Cav1.3 (α1D) Ca2+ currents in neonatal outer hair cells of mice

Outer hair cells (OHC) serve as electromechanical amplifiers that guarantee the unique sensitivity and frequency selectivity of the mammalian cochlea. It is unknown whether the afferent fibres connected to adult OHCs are functional. If so, voltage-activated Ca2+ channels would be required for afferent synaptic transmission. In neonatal OHCs, Ca2+ channels seem to play a role in maturation since OHCs from Ca(v)1.3-deficient (Ca(v)1.3(-/-)) mice degenerate shortly after the onset of hearing. We therefore studied whole-cell Ca2+ currents in outer hair cells aged between postnatal day I (PI) and P8. OHCs showed a rapidly activating inward current that was 1.8 times larger with 10 mm Ba2+ as charge carrier (I-Ba) than with equimolar Ca2+ (I-Ca). I-Ba started activating at -50 mV with V-max = -1.9 +/- 6.9 mV, V-0.5 = -15.0 +/- 7.1 mV and k = 8.2 +/- 1.1 mV (n = 34). The peak I-Ba showed negligible inactivation (3.6 % after 300 ms) whereas the I-Ca (10 mm Ca2+) was inactivated by 50.7 %. OHC I-Ba was reduced by 33.5 +/- 10.3 % (n = 14) with 10 muM nifedipine and increased to 178.5 +/- 57.8 % (n = 14) by 5 muM Bay K 8644. A dose-response curve for nifedipine revealed an IC50 of 2.3 muM, a Hill coefficient of 2.7 and a maximum block of 36 %. Average I-Ba density in OHCs was 24.4 +/- 10.8 pA pF(-1) (n = 105) which is only 38 % of the value in inner hair cells. Single cell RT-PCR revealed expression of Ca(v)1.3 in OHCs. In OHCs from Ca(v)1.3(-/-) mice, Ba2+ current density was reduced to 0.6 +/- 0.5 pA pF(-1) (n = 9) indicating that > 97 % of the Ca2+ channel current in OHCs flows through Ca(v)1.3.

# Study questions
1. In the text on Cav1.3 currents in outer hair cells, what was the average I-Ba density measured in outer hair cells?
2. Condense the paragraph beginning "Outer hair cells (OHC) serve as electromechanical amplifiers" from the text on Cav1.3 currents in outer hair cells into a short bulleted list that keeps its main facts.

# Provided information
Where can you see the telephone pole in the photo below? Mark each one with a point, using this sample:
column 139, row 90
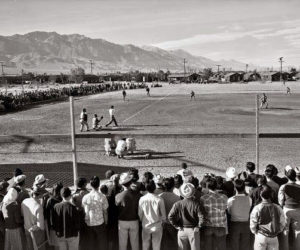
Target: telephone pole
column 281, row 61
column 92, row 64
column 184, row 62
column 3, row 80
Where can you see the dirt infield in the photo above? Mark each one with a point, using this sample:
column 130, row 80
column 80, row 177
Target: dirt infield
column 224, row 108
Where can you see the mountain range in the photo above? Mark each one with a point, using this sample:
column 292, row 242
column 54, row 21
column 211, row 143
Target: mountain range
column 51, row 52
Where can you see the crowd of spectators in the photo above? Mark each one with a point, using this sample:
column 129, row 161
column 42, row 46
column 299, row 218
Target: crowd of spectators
column 242, row 211
column 17, row 101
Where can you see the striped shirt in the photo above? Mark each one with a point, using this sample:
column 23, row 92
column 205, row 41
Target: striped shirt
column 215, row 205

# Outputs in order
1. 24.4 ± 10.8 pA pF⁻¹ (n = 105), only 38% of the value in inner hair cells.

2.
- Outer hair cells (OHCs) act as electromechanical amplifiers behind the cochlea's sensitivity and frequency selectivity. It is unknown whether their afferent fibres work in adults; if they do, voltage-activated Ca2+ channels would be needed.
- OHCs from Cav1.3-deficient mice degenerate soon after hearing begins, suggesting Ca2+ channels aid maturation.
- Whole-cell Ca2+ currents were studied in OHCs aged P1 to P8.
- The inward current was 1.8 times larger with 10 mM Ba2+ than with Ca2+. I-Ba began activating at -50 mV (V-0.5 = -15.0 mV, k = 8.2 mV).
- I-Ba barely inactivated (3.6% after 300 ms), while I-Ca inactivated by 50.7%.
- Nifedipine (10 µM) cut I-Ba by 33.5%, with an IC50 of 2.3 µM and a maximum block of 36%. Bay K 8644 (5 µM) raised it to 178.5%.
- Mean I-Ba density was 24.4 pA pF⁻¹, 38% of that in inner hair cells.
- Single-cell RT-PCR showed Cav1.3 expression in OHCs. In Cav1.3-deficient mice, current density fell to 0.6 pA pF⁻¹, so over 97% of OHC Ca2+ channel current flows through Cav1.3.